== Tugas yang Dikerjakan ==
a – Menurut kutipan, berapa surplus APBN 2024 hingga April?
b – Tolong masukkan catatan dari baris yang memuat "Target: overcast sky" sampai akhir catatan ke dalam CSV dua kolom bernama permintaan dan jawaban, satu baris untuk setiap permintaan. Apit setiap nilai dengan tanda kutip dalam satu kolom, dan ganti jeda baris dengan spasi.

Liputan6.com, Jakarta - Menteri Keuangan (Menkeu) Sri Mulyani Indrawati melaporkan kinerja Anggaran Pendapatan Belanja Negara (APBN) dan keseimbangan primer hingga April 2024. Dalam catatannya, APBN 2024 masih dalam posisi surplus dengan rincian Rp 75,7 triliun atau 0,33 persen.
"Kinerja APBN 2024 april terlihat bahwa APBN dan keseimbangan primer masih dalam posisi surplus," kata Sri Mulyani dalam konferensi pers APBN KiTa, Jakarta, Senin (27/5/2024).
Advertisement
Sri Mulyani menjelaskan kondisi surplus ditopang oleh pendapatan negara Rp924,9 triliun atau 33 persen dari target APBN dan belanja negara Rp849,2 triliun atau 25,5 persen dari pagu anggaran.
Meski begitu pendapatan negara jika dibandingkan tahun sebelumnya di periode yang sama mengalami penurunan yakni 7,6 persen secara tahunan (year on year/yoy). Sedangkan belanja negara tumbuh sebesar 10,9 persen (yoy).
Bendahara negara itu menuturkan menurunnya pendapatan negara pada April 2024, karena tahun lalu pemerintah masih mendapatkan windfall harga dari berbagai komoditas.
"Namun kalau dilihat dari tingkat pendapatan negara yang kita kumpulkan terjadi penurunan dibanding tahun lalu, teman-teman rasakan masih ingat memang kita mendapatkan windfall dari banyak komoditas yang meningkat jadi ada 7,6 persen penurunan (yoy) dari pendapatan negara pada akhir April," jelas dia.
Belanja Pemerintah Pusat
Kemudian di sisi lain, realisasi belanja pemerintah pusat (BPP) hingga April 2024 mencapai Rp591,7 triliun atau 24 persen dari pagu anggaran, tumbuh 13,2 persen (yoy).
"Pertumbuhan realisasi BPP utama ta dipengaruhi oleh pembayaran THR dan akan ternormalisasi pada kuartal II," terangnya.
Realisasi BPP sebesar Rp591,7 triliun terbagi menjadi dua, antara lain belanja Kementerian/Lembaga (K/L) sebesar Rp304,2 triliun atau 27,9 persen dari pagu dan belanja non K/L Rp287,6 triliun atau 20,9 persen dari pagu.
"Belanja K/L dipengaruhi oleh pembayaran JKN/KIS, penyaluran berbagai program bansos, pembangunan infrastruktur dan dukungan pelaksanaan pemilu," imbuhnya.
"Belanja non K/L dipengaruhi oleh realisasi energi dan pembayaran manfaat pensiun," sambungnya.

== Bahan Tugas ==
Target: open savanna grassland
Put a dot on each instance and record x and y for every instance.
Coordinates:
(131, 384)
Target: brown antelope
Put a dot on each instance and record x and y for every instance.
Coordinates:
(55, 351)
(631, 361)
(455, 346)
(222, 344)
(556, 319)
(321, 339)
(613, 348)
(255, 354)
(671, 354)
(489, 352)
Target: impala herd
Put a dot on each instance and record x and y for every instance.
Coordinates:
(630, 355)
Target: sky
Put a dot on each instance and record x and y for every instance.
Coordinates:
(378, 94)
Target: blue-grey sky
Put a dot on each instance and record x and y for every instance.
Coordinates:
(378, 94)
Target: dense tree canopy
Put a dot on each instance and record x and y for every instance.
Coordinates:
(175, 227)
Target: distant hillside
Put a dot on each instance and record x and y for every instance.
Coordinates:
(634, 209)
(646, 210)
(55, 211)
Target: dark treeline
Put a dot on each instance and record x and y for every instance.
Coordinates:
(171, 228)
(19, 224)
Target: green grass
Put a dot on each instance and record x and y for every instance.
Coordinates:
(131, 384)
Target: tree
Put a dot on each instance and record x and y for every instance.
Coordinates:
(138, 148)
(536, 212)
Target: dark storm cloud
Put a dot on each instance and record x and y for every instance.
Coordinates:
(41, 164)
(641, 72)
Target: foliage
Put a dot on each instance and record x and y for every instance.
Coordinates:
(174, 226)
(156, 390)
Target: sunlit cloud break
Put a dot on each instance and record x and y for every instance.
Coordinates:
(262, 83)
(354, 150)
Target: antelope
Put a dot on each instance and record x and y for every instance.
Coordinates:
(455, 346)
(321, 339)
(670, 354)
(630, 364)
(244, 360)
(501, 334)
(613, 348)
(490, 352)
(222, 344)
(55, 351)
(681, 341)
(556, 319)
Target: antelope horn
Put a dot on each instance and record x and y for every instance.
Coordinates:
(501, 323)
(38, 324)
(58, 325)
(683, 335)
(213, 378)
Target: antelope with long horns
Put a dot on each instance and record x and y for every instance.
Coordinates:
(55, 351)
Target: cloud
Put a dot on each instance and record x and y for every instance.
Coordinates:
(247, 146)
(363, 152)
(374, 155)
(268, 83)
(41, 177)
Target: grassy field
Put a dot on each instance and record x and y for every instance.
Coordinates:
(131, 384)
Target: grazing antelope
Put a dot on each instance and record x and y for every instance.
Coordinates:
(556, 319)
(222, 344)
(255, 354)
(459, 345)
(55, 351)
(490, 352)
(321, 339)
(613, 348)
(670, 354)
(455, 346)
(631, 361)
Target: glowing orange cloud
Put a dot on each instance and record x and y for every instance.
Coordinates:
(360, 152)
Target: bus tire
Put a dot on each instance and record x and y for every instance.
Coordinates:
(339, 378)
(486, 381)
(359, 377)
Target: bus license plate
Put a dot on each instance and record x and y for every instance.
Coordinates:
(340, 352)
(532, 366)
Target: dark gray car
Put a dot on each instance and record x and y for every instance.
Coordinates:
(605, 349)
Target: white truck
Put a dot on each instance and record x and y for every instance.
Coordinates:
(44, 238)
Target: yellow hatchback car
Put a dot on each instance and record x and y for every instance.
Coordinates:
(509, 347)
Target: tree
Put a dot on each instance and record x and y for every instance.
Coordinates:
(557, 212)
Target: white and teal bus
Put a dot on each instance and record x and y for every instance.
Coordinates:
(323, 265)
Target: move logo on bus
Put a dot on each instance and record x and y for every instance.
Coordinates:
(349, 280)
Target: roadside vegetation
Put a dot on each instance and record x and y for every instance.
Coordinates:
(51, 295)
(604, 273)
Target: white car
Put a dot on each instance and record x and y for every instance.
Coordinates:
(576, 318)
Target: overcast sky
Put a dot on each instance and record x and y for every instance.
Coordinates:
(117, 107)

== Jawaban yang Diharapkan ==
a – Rp 75,7 triliun atau 0,33 persen.

b –
permintaan,jawaban
"Target: overcast sky Put a dot on each instance and record x and y for every instance. Coordinates:","(117, 107)"